(WHAT YOU HAVE TO DO) Reproduce the line that holds "Would you be so kind as to point out the tree" together with all the lines after it up to the end of the entries.

[Records from a data source]

════════════════

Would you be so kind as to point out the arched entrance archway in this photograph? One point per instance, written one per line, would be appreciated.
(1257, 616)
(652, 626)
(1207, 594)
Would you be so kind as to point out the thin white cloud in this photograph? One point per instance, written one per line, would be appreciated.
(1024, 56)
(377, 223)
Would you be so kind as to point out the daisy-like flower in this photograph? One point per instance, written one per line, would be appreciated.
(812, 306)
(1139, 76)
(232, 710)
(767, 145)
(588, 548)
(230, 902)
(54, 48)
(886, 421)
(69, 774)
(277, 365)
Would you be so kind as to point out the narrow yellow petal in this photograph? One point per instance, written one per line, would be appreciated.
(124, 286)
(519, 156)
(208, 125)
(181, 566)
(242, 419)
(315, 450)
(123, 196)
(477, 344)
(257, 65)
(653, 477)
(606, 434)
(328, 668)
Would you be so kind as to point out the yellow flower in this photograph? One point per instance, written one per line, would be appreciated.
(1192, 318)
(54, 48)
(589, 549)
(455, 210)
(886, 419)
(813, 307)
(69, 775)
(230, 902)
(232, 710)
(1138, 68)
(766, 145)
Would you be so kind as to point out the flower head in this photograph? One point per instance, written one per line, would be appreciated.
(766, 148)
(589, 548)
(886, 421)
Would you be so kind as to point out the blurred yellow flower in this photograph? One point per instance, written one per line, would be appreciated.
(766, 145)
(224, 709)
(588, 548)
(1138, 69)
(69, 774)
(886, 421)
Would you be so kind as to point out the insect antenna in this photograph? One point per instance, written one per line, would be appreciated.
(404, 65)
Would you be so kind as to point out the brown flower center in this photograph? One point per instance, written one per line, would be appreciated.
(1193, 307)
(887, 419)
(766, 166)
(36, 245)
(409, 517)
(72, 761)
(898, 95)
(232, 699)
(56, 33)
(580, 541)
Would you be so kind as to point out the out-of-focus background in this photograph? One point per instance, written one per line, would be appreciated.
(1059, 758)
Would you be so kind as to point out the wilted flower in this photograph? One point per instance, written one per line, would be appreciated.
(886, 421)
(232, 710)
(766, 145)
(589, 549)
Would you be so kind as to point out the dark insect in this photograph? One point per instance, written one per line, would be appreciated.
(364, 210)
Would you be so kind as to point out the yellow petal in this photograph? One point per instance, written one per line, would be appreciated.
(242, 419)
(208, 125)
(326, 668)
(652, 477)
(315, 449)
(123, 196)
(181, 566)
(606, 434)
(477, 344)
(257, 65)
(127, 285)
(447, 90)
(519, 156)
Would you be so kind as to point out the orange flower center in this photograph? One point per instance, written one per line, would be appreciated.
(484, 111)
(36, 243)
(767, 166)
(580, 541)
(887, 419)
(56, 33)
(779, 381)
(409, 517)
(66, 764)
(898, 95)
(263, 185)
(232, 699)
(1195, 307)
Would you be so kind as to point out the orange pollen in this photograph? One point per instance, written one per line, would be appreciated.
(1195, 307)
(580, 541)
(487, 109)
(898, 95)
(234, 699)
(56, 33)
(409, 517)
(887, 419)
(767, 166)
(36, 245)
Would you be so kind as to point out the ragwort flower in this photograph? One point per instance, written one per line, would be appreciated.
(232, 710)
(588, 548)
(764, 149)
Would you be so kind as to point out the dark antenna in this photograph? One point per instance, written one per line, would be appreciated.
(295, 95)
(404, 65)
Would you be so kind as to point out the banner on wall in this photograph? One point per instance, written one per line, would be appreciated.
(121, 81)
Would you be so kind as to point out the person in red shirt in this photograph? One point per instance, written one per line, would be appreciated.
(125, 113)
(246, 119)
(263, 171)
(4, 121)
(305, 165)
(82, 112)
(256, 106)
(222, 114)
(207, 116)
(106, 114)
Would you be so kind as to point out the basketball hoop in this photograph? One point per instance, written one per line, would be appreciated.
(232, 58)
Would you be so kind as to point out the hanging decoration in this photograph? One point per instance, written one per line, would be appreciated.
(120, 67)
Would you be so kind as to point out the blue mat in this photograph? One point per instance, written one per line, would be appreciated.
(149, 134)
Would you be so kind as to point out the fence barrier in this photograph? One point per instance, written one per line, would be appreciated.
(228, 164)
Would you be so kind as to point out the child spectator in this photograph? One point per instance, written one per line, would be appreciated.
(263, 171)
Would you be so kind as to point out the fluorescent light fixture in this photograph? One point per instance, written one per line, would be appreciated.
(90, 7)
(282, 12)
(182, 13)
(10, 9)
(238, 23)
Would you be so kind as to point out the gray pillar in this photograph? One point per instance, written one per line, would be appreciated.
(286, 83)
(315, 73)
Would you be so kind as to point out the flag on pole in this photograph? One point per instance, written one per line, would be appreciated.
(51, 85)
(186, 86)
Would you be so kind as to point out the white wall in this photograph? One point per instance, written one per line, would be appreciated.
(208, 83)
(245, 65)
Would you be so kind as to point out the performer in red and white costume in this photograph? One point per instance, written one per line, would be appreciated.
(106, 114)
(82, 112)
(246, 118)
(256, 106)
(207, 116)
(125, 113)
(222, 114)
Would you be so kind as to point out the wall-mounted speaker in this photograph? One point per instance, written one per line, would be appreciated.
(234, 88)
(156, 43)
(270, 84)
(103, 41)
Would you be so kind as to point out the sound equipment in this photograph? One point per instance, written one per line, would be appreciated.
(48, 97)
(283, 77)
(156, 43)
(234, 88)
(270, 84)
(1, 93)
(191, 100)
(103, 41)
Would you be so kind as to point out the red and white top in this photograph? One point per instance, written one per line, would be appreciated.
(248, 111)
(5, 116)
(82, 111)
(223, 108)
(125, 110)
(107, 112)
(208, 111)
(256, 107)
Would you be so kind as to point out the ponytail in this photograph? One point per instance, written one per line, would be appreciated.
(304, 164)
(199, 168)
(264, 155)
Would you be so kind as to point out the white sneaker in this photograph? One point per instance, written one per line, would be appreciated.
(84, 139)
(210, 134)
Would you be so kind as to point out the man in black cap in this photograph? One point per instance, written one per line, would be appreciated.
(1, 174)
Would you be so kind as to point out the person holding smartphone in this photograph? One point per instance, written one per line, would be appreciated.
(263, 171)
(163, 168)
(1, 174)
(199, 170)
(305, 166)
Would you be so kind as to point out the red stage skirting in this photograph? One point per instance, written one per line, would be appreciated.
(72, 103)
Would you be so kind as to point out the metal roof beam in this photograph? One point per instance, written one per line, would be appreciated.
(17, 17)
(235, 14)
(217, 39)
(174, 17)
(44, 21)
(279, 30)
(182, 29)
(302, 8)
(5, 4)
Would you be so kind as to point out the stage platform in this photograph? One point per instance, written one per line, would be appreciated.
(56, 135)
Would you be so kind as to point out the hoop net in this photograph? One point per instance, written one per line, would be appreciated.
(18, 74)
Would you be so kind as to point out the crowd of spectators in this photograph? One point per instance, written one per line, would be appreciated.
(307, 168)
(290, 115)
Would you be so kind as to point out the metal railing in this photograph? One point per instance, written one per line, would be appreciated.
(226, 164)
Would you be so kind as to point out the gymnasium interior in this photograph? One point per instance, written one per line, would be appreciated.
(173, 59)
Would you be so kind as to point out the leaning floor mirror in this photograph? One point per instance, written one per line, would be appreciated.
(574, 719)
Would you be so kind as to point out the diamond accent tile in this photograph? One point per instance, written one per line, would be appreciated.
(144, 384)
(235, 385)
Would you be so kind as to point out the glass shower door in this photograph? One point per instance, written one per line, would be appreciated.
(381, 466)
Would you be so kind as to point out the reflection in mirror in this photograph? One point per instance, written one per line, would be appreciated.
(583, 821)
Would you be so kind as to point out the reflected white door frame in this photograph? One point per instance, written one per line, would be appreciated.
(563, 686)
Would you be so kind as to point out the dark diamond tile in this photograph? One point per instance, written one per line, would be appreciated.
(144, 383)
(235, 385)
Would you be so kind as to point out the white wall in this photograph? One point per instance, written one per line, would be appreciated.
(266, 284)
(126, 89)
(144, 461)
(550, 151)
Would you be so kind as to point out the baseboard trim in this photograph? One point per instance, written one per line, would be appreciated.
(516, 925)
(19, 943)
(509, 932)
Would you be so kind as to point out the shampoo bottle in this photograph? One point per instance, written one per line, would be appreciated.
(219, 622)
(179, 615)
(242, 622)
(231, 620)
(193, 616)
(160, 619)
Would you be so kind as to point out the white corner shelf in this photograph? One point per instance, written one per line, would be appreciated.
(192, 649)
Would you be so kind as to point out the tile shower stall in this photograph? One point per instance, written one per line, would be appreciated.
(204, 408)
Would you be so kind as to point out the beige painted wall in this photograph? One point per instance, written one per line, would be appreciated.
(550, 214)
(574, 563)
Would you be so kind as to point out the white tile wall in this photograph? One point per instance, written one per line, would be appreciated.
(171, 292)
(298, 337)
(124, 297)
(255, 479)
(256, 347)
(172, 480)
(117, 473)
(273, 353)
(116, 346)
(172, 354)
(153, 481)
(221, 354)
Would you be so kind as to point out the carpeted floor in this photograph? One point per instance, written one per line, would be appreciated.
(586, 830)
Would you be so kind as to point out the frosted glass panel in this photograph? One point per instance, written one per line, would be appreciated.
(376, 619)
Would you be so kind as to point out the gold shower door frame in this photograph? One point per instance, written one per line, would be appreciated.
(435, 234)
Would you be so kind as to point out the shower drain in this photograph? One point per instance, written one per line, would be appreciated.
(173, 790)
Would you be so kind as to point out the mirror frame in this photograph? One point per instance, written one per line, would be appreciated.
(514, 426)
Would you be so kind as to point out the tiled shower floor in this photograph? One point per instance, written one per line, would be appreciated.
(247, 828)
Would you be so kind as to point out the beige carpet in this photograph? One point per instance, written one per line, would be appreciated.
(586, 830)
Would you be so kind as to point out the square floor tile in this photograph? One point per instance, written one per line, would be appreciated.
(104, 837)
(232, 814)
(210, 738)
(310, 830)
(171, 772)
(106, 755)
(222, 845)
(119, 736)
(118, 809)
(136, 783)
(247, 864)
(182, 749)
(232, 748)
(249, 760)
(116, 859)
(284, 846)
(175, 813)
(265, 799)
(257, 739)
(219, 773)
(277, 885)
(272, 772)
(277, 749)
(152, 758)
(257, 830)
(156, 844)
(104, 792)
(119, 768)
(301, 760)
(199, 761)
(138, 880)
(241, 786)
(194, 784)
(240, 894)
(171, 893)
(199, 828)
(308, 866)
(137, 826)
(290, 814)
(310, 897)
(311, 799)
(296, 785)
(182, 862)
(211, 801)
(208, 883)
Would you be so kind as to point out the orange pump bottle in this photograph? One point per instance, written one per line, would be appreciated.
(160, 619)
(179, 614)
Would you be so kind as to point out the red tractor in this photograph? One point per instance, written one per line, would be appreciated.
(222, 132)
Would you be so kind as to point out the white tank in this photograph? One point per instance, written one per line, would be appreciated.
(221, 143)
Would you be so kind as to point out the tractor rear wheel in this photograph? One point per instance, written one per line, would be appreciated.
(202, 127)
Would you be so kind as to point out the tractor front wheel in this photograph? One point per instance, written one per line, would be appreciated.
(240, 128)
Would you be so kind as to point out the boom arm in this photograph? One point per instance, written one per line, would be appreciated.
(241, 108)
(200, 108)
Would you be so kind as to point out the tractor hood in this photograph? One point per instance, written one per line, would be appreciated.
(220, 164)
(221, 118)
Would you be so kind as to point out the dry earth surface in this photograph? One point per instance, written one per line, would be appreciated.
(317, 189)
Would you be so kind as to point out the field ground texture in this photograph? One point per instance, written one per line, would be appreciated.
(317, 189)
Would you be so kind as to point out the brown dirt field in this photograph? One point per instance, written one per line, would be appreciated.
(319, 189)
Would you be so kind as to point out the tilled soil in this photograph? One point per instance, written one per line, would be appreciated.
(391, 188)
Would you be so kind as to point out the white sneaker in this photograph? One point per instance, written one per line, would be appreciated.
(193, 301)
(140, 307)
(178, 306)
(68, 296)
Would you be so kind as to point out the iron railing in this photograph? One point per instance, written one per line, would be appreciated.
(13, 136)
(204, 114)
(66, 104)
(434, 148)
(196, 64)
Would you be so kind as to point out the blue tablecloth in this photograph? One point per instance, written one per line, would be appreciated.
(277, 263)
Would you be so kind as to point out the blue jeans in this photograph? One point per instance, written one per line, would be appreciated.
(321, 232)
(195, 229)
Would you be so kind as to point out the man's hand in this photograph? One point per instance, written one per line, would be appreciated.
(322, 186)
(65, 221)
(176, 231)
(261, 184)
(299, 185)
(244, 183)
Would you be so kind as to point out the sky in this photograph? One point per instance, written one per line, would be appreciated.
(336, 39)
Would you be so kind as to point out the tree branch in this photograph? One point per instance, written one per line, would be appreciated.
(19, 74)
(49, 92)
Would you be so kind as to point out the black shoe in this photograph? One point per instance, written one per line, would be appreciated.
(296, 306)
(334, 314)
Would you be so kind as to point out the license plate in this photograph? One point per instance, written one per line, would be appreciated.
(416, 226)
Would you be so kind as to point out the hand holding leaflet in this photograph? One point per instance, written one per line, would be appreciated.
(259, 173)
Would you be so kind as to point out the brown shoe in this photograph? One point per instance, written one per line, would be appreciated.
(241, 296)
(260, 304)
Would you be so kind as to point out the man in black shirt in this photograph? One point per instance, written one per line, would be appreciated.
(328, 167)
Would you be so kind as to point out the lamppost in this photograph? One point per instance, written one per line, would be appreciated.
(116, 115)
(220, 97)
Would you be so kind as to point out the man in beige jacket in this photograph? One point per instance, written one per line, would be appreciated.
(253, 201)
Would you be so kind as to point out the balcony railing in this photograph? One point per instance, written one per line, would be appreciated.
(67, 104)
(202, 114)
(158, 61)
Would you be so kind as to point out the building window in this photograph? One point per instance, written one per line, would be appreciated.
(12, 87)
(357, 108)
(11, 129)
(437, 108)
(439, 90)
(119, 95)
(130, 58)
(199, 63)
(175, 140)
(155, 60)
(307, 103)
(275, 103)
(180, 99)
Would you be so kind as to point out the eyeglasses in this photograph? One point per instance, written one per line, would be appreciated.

════════════════

(REPLY TO THE EXERCISE)
Would you be so kind as to point out the tree branch in this photograph? One point per instance, written one per line, would be appreciated.
(19, 74)
(49, 92)
Would you be so kind as to point out the black shoe in this photograph? One point per instance, written one per line, would be appreciated.
(296, 306)
(334, 314)
Would you be so kind as to point out the license plate in this photograph? One point per instance, written one per line, would be appreciated.
(416, 226)
Would you be so kind as to point out the hand holding leaflet in this photograph? One point per instance, written one per line, would be appreciated.
(259, 173)
Would you be so kind as to point out the brown shoe in this photograph? One point per instance, written one per line, would be appreciated.
(241, 296)
(260, 304)
Would you be so kind as to point out the man in black shirt in this photograph? One point per instance, written one per line, would be appreciated.
(328, 167)
Would you be so kind as to point out the lamppost in this photograph? One point per instance, written one per line, would be appreciated.
(116, 115)
(220, 97)
Would you be so kind as to point out the man in beige jacket in this photograph? One point per instance, written one per line, would be appreciated.
(253, 201)
Would you be so kind as to point out the balcony railing in this photograph? One point per instance, written one per line, would be appreciated.
(67, 104)
(202, 114)
(158, 61)
Would you be so kind as to point out the building window in this photograph? One point per instance, written one per line, would be appreciated.
(12, 87)
(357, 108)
(11, 129)
(437, 108)
(439, 90)
(119, 95)
(130, 58)
(199, 63)
(175, 140)
(155, 60)
(307, 103)
(275, 103)
(180, 99)
Would you be so kind as to point out the eyeglasses in this photograph? One point per instance, written one per line, would be appreciated.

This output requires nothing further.